** Problem **
All entries must be transcribed without a single difference.

►

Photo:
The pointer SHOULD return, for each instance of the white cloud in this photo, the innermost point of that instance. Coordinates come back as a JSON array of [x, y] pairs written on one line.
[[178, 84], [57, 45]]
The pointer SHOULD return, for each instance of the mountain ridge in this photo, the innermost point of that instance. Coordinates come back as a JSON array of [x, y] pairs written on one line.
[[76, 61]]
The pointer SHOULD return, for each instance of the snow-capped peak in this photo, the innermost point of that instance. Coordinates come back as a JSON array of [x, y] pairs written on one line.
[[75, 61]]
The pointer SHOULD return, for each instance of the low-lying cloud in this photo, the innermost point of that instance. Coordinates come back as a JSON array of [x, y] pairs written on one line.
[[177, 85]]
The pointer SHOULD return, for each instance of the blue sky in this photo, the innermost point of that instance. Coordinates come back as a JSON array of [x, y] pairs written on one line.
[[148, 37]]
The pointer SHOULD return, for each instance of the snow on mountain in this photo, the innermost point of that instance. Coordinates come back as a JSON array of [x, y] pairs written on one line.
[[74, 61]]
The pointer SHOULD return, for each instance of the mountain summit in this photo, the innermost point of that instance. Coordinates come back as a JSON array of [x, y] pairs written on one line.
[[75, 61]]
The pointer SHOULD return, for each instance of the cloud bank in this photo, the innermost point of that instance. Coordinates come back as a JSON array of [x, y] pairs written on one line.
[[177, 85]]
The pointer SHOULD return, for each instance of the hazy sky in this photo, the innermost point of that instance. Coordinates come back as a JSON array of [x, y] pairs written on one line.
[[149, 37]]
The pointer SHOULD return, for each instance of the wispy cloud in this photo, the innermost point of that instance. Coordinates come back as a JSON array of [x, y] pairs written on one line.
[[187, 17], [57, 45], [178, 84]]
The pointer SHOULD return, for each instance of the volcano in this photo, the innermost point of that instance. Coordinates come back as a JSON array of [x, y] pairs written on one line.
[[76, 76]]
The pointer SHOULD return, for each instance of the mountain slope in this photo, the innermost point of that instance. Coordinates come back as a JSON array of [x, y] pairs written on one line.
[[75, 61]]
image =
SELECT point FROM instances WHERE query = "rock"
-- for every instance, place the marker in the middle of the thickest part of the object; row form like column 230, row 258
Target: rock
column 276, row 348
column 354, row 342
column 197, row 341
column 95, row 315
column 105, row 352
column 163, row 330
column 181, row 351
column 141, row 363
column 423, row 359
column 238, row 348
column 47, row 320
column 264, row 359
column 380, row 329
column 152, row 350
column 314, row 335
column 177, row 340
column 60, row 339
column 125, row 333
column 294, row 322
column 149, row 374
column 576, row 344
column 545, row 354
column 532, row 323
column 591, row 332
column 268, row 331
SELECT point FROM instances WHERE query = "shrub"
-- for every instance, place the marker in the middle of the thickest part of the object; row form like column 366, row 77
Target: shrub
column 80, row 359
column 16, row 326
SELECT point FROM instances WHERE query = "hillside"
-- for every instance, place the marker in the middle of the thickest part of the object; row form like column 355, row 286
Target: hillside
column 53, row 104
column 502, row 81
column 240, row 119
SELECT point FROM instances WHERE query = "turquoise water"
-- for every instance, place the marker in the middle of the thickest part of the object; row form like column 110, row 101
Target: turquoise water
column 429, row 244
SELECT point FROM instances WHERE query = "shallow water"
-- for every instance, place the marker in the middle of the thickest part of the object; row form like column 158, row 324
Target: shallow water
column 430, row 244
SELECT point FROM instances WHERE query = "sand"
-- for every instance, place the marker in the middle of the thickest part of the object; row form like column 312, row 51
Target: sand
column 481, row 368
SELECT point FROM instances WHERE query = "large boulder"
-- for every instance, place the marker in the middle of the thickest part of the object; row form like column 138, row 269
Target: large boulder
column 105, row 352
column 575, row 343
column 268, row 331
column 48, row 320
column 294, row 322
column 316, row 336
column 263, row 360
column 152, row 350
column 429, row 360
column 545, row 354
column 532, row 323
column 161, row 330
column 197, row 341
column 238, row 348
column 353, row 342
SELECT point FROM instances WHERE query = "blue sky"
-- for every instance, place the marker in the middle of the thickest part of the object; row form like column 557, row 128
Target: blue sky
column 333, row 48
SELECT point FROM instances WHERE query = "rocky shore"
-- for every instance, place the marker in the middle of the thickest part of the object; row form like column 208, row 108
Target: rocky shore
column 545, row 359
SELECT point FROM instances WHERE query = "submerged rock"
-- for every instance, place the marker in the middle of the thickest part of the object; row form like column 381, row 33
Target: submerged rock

◄

** Result of this task **
Photo:
The pointer SHOULD return, for each instance of the white cloud in this photo, the innermost point of that instance. Coordinates come back as a JSON array of [x, y] pairs written on one line.
[[178, 84], [57, 45]]
The pointer SHOULD return, for each instance of the mountain ridge in this photo, the innermost point of that instance. Coordinates come back as a JSON array of [x, y] pairs written on one line.
[[76, 61]]
The pointer SHOULD return, for each instance of the snow-capped peak in this photo, the innermost point of that instance. Coordinates come back as a JSON array of [x, y] pairs written on one line.
[[75, 61]]
The pointer SHOULD return, for each instance of the low-lying cloud in this photo, the innermost point of that instance. Coordinates come back as a JSON array of [x, y] pairs written on one line.
[[177, 85]]
The pointer SHOULD return, for each instance of the blue sky in this photo, the innermost point of that instance. Coordinates come back as a JSON array of [x, y] pairs written on one line.
[[148, 37]]
The pointer SHOULD return, for each instance of the snow on mountain in this photo, the innermost point of that instance. Coordinates come back as a JSON array of [x, y] pairs written on one line.
[[74, 61]]
The pointer SHOULD return, for each instance of the mountain summit in this photo, the innermost point of that instance. Coordinates come back as a JSON array of [x, y] pairs written on one line.
[[75, 61]]
The pointer SHOULD return, for each instance of the cloud bank in this photo, the innermost point of that instance. Coordinates come back as a JSON array of [x, y] pairs written on one line.
[[177, 85]]
The pointer SHOULD return, for each instance of the hazy sky in this photo, the innermost point of that instance. Coordinates come back as a JSON array of [x, y] pairs written on one line.
[[149, 37]]
The pointer SHOULD return, for each instance of the wispy cloud in this photo, the innermost point of that instance. Coordinates come back as a JSON array of [x, y] pairs written on one line.
[[187, 17], [57, 45], [178, 84]]
The pointer SHOULD return, for each instance of the volcano in this photo, the innermost point of that instance. Coordinates come back as a JSON array of [x, y] pairs written on one line.
[[76, 76]]
The pointer SHOULD return, for each instance of the mountain slope in this photo, the innermost point of that instance. Coordinates come back as a JSON array of [x, y] pairs written on one line.
[[75, 61]]
image =
SELECT point FROM instances WHERE query = "rock"
-- for every instance, place the marker in the middle of the thickest part of the object; row form like column 230, row 258
Target: rock
column 276, row 348
column 354, row 342
column 197, row 341
column 95, row 315
column 105, row 352
column 163, row 330
column 181, row 351
column 141, row 363
column 423, row 359
column 238, row 348
column 47, row 320
column 264, row 359
column 380, row 329
column 152, row 350
column 314, row 335
column 177, row 340
column 60, row 339
column 125, row 333
column 294, row 322
column 149, row 374
column 576, row 344
column 545, row 354
column 532, row 323
column 591, row 332
column 268, row 331
SELECT point FROM instances WHERE query = "shrub"
-- for every instance, place the marker in the middle of the thickest part of the object; row form like column 366, row 77
Target: shrub
column 80, row 359
column 16, row 326
SELECT point FROM instances WHERE query = "hillside"
-- for every instance, place the marker in the middle of the thickest part of the object; row form like column 355, row 286
Target: hillside
column 53, row 104
column 502, row 81
column 240, row 119
SELECT point FROM instances WHERE query = "turquoise water"
-- for every instance, place the marker in the middle of the thickest part of the object; row form like column 110, row 101
Target: turquoise water
column 429, row 244
SELECT point FROM instances WHERE query = "shallow water"
-- for every instance, place the marker in the middle of the thickest part of the object; row form like column 158, row 324
Target: shallow water
column 430, row 244
SELECT point FROM instances WHERE query = "sand"
-- for every instance, place the marker in the middle of the thickest part of the object; row form like column 312, row 51
Target: sand
column 481, row 368
SELECT point FROM instances WHERE query = "large boulder"
-- for every instance, place the marker in the middle of the thickest part of the object; row form like column 138, row 269
Target: large boulder
column 105, row 352
column 575, row 343
column 268, row 331
column 48, row 320
column 294, row 322
column 316, row 336
column 263, row 360
column 152, row 350
column 429, row 360
column 545, row 354
column 532, row 323
column 161, row 330
column 197, row 341
column 238, row 348
column 353, row 342
SELECT point FROM instances WHERE query = "blue sky"
-- for every instance, place the marker in the middle of the thickest part of the object; row form like column 557, row 128
Target: blue sky
column 333, row 48
SELECT point FROM instances WHERE query = "rocky shore"
-- for every instance, place the marker in the middle of the thickest part of the object; row form like column 208, row 108
Target: rocky shore
column 545, row 359
SELECT point FROM instances WHERE query = "submerged rock"
-- for every instance, place the marker in the middle of the thickest part of the object; row form like column 381, row 33
Target: submerged rock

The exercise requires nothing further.